→ TEXT
§ §

Digital Geography

12. December 2016

FME and Talend: ETL tools for your spatial data

Spatial data has some formats most of you know (shapefile, geoJSON, TiFF,…). But there is always a wide variety not only in available and used file formats but also in structure of data and formats of the data itself (numbers as text, different separators, etc.). To manage this variety and support the work with a standardized data set most companies use so-called ETL tools to Extract, Transform and Load data. In this article I would like to present you two of them: FME from Safe Software and Talend with Spatial Extension.

What’s it about

As I already used ETL tools in large-scale IT environments at banks I was interested in “What can I do with them in terms of spatial data?”. As I searched the web I found those two candidates: FME and the open source tool talend. Both are somehow different but I wanted to solve two problems:
  1. safe an excel file in three different spatial formats (shapefile, KML and geoJSON)
  2. load data from a google spreadsheet, transform it into a geoJSON and put it onto a server using ftp
So check my little examples.

FME

FME is a product from Safe Software and is somehow the flagship when it comes to ETL processes, data manipulation and process monitoring. The installation is a no-brainer but this does definitely not come for free. An indicator for the price is set at the cloud provider. Despite this price: If you need software like FME for your studies, just drop them a line as they have an academic grant program. For short-term tests they offer a 30 day trial. The software itself can be used in three-way: Desktop version, Server version or Cloud version. You’ll get support for over 350 file formats. The first task was done quite easy as you simply load the excel with a file reader process and attach three different file writers to it.

example view of a a process after run of FME

As you simply need to define the lat/lon columns everything else is done by the program. Take care of string formatting a bit and decide which columns you really need and off you go. One read process, three writers. clean and simple.

§ §

[Position identification data]
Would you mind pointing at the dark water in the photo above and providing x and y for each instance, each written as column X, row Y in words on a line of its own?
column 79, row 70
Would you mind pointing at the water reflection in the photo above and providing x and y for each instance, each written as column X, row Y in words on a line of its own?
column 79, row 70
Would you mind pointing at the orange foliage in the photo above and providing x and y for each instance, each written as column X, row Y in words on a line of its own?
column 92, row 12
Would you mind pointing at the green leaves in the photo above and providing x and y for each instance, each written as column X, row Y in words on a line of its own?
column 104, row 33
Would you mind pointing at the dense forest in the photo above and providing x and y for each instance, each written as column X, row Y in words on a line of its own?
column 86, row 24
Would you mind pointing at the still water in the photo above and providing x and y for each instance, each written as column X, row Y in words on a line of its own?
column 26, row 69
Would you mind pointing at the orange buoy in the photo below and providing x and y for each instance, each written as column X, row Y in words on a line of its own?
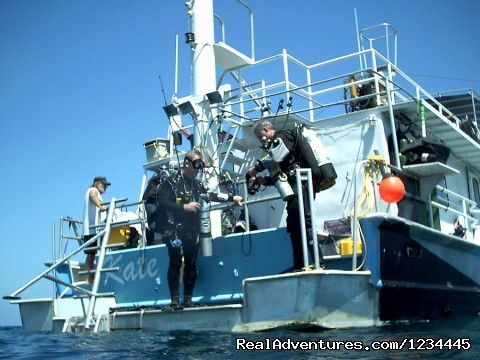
column 392, row 189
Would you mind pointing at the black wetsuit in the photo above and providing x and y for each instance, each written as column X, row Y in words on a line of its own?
column 286, row 153
column 172, row 194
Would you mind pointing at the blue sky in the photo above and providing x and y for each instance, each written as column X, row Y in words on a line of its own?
column 80, row 92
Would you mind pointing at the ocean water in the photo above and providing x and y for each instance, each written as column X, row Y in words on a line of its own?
column 459, row 339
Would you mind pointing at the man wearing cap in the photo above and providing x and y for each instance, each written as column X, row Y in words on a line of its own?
column 91, row 217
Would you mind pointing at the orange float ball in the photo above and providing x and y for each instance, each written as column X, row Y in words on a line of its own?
column 392, row 189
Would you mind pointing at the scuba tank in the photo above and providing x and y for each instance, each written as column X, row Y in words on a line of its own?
column 323, row 171
column 205, row 233
column 281, row 183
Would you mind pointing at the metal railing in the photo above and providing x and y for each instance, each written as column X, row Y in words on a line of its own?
column 104, row 234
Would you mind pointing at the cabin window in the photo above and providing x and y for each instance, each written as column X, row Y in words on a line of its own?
column 476, row 191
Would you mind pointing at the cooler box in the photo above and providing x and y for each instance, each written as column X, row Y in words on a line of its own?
column 119, row 235
column 346, row 246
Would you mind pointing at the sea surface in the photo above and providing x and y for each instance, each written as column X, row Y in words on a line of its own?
column 446, row 339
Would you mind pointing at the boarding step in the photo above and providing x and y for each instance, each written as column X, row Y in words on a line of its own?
column 99, row 323
column 85, row 272
column 98, row 295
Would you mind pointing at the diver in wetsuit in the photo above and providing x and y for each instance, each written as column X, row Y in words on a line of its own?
column 178, row 205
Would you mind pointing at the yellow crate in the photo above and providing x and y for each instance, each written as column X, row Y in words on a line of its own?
column 346, row 246
column 119, row 235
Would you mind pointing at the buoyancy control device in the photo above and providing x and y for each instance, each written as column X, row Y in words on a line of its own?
column 315, row 154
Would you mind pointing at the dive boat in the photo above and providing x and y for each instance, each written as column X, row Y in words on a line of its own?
column 399, row 230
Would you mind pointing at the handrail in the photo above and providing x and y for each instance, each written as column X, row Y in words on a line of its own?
column 302, row 175
column 470, row 221
column 100, row 260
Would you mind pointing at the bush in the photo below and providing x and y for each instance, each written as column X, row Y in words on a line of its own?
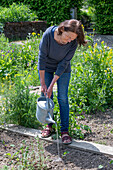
column 103, row 15
column 19, row 105
column 51, row 11
column 16, row 13
column 91, row 87
column 19, row 59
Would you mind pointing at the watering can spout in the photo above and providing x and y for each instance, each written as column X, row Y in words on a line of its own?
column 49, row 119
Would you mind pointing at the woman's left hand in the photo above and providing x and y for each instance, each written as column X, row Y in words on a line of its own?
column 49, row 91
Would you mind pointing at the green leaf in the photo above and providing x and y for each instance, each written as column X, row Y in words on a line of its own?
column 100, row 166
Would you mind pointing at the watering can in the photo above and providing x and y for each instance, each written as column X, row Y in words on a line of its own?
column 44, row 111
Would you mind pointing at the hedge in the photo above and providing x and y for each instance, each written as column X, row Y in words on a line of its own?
column 103, row 15
column 52, row 11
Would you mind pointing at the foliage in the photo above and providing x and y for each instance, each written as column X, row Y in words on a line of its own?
column 26, row 157
column 51, row 11
column 16, row 13
column 90, row 90
column 92, row 87
column 19, row 59
column 19, row 105
column 103, row 15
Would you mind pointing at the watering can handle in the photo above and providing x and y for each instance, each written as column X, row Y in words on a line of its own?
column 48, row 104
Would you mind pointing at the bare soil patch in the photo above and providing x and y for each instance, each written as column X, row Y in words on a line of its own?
column 72, row 159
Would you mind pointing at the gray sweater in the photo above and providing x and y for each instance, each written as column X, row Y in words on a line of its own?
column 54, row 57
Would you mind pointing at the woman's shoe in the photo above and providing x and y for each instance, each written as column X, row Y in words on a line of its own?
column 66, row 139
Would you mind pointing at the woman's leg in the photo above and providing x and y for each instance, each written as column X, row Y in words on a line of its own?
column 63, row 83
column 48, row 78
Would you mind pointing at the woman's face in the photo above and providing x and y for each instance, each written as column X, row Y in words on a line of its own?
column 67, row 37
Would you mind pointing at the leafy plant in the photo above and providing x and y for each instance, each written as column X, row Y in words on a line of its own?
column 19, row 104
column 17, row 13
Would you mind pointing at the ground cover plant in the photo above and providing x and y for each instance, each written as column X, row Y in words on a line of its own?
column 91, row 85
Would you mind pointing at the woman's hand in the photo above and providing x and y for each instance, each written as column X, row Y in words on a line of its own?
column 44, row 89
column 49, row 91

§ §

Continue the article on FME and Talend for spatial data, starting right after its last sentence.

→ TASK RESULT
The help section of this software is really great and you will find plenty of video tutorials for this baby made by FME.

For the second task I needed some more magic from the so-called Transformer Gallery. There all the fancy processes and tasks are stored like string manipulation, spatial queries and even an IP geocoder or the What3WordsEncoder. After choosing the Google Sheet reader I needed to replace some strings and format my lat/lon columns and defined the lat/lon columns for the Geometry. To work on with it I needed to store it on my hdd. I loaded it back again from this file and saved it again as geoJSON. That was the easy task. The hard one was to get it on the server so a potential webmap application could work with the data. Therefore I needed to use the System Caller Transformer. The normal FTPCaller was not working with our sftp digital-geography server (…). I ended up with calling WinSCP on my Windows PC with some custom commands. Furthermore I needed to start this last process with a so-called creator. I was not able to find out to start a follow-up process if the “storing process” was successful or not. In the end my project looks quite clean:

all processes in one project

The whole thing took me approx. 6 seconds to run. If you want to run tasks periodically you should take a look at FME Server

I like the clean interface and the supporting docs quite a lot and the Data Inspector will support your daily work a lot.

Data Inspector in FME

Off course I was not able to explore the whole power of FME but I think it is a powerful tool. I will definitely play around with it for a while.

Talend Spatial

Talend is a java based platform independent data quality and integration tool. It is somehow “open source”. I was using talend’s Data Integration Tool to work on my problems. As this is a Java application make sure you have a proper JDK installation. Then there is no installation of talend at all as it runs in this Java sandbox… The core of talend is not designed to work with spatial data. But there is this nice github page for a spatial extension. Together with the forum it is a good starting point.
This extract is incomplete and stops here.